## Excerpt
Chico State students admit the use of prescription drugs to make it through final exams is a rampant practice.
According to a poll by Zogby Analytics, one third of college students across the country admitted to using prescription drugs during the end of year push.
The drug of choice for most students is the psychostimulant Adderall, a pharmaceutical handed out to sufferers of ADD and ADHD. It's said to increase energy and at the same time sharpen focus.
And many students on campus at Chico State said that one-third number seems pretty accurate--if not low.
"There definitely is a culture, especially during finals week," said Marissa Meltzer, a junior at Chico State, "there's so much stuff happening and people think it might help them focus."
Alex Stock, a freshman, says he was surprised to come to college and find out how ingrained prescription drug use is on campus.
"It seems like a lot of people are using them and it seems like it almost was a normal thing," Stock said. "And that was kind of, I guess, surprising coming here and seeing that."

## Provided material
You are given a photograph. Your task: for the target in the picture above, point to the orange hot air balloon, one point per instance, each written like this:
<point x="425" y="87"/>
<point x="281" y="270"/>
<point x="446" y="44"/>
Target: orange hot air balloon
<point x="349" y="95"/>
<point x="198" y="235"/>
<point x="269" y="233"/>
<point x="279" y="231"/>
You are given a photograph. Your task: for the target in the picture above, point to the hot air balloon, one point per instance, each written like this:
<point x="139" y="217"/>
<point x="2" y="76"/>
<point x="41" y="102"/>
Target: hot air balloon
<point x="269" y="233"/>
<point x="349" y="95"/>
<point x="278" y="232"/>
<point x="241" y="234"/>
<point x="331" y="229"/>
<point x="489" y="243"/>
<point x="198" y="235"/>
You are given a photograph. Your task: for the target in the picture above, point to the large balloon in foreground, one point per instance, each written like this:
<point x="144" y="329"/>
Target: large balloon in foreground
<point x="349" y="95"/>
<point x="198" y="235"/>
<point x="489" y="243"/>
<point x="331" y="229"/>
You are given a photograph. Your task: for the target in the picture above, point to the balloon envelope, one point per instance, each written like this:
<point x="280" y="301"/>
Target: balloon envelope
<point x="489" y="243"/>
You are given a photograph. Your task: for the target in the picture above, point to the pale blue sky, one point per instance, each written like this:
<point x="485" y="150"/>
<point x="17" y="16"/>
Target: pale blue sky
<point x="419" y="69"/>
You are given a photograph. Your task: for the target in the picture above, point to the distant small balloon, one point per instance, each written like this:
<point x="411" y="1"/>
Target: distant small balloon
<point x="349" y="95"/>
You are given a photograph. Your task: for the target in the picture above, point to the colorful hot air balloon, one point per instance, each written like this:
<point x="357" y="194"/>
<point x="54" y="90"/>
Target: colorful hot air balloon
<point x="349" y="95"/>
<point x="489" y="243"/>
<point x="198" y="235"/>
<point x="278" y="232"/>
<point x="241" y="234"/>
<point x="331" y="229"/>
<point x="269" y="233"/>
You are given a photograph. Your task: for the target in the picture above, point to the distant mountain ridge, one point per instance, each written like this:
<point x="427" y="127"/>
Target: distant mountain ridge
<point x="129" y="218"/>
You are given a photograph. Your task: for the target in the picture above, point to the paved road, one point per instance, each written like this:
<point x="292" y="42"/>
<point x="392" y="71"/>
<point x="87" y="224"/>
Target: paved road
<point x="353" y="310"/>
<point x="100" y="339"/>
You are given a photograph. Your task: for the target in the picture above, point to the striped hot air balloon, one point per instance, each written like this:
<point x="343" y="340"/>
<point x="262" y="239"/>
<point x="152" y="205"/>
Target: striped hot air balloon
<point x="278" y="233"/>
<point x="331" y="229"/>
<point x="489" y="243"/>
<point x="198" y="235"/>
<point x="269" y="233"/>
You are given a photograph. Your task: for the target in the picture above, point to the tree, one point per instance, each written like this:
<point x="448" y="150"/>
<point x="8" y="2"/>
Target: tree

## Activity A
Answer these questions from the Chico State article:
(i) Which organization conducted the poll about prescription drug use among college students?
(ii) What drug do most students choose?
(iii) What year in school is Alex Stock?
## Activity B
Reproduce the part of the Chico State article from "The drug of" up to and including "is on campus.", word for word.
The records are separate material and have no connection to the article.

## Exercise response A
(i) Zogby Analytics
(ii) Adderall
(iii) A freshman

## Exercise response B
The drug of choice for most students is the psychostimulant Adderall, a pharmaceutical handed out to sufferers of ADD and ADHD. It's said to increase energy and at the same time sharpen focus.
And many students on campus at Chico State said that one-third number seems pretty accurate--if not low.
"There definitely is a culture, especially during finals week," said Marissa Meltzer, a junior at Chico State, "there's so much stuff happening and people think it might help them focus."
Alex Stock, a freshman, says he was surprised to come to college and find out how ingrained prescription drug use is on campus.